**Required task:** Please turn the lines below into a JSON list of strings, one string per line with blank lines left out, beginning at the first line and stopping after the line that contains "<point>219,293</point>". Leave the pictures out of the list.
[start of Records supplied]
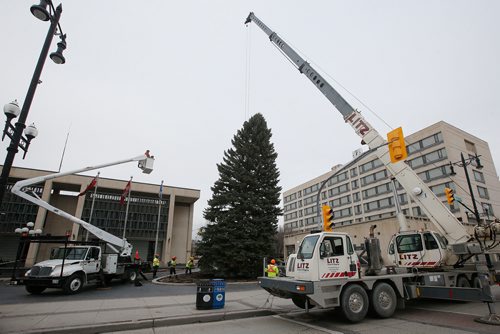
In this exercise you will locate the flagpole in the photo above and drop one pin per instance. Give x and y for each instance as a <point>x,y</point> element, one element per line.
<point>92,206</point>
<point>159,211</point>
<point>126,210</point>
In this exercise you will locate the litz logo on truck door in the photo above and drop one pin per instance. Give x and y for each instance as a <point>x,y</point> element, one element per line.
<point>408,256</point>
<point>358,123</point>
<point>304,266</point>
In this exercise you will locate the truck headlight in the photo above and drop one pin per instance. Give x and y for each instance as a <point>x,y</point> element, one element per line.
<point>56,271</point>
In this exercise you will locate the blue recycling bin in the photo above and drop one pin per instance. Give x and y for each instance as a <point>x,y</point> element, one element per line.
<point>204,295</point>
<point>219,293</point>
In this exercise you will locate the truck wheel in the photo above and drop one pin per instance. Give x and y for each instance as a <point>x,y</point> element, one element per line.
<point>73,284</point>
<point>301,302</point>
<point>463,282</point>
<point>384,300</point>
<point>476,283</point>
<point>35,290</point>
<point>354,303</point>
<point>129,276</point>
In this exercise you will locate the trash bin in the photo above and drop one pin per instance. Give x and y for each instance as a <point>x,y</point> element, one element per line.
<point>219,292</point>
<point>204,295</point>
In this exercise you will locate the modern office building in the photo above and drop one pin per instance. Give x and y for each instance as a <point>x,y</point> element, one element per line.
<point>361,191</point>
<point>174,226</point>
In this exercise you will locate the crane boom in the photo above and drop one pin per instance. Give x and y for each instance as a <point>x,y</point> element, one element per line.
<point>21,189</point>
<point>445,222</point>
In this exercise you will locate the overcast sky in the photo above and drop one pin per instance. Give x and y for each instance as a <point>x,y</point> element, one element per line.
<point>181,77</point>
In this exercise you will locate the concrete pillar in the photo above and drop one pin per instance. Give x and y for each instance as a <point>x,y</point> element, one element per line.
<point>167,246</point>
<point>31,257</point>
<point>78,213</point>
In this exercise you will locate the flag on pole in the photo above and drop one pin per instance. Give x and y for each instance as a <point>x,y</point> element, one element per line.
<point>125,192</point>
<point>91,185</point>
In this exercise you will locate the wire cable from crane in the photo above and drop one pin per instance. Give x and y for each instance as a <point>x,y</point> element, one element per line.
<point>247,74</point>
[end of Records supplied]
**Task solution:**
[
  "In this exercise you will locate the flagpole in the photo above and drop one pin per instance. Give x and y for each instance as a <point>x,y</point> element, one element per line.",
  "<point>92,206</point>",
  "<point>159,211</point>",
  "<point>126,210</point>",
  "In this exercise you will locate the litz logo on truck door in the photo above and drop one pin per instance. Give x and y for each instance as a <point>x,y</point> element, one element per line.",
  "<point>408,256</point>",
  "<point>358,123</point>",
  "<point>304,266</point>",
  "In this exercise you will locate the truck headlight in the photo above and drop one pin per instance. Give x and y for each instance as a <point>x,y</point> element, one element per line.",
  "<point>56,271</point>",
  "In this exercise you will locate the blue recycling bin in the photo above and drop one pin per instance. Give x and y for each instance as a <point>x,y</point> element, one element per line.",
  "<point>204,295</point>",
  "<point>219,293</point>"
]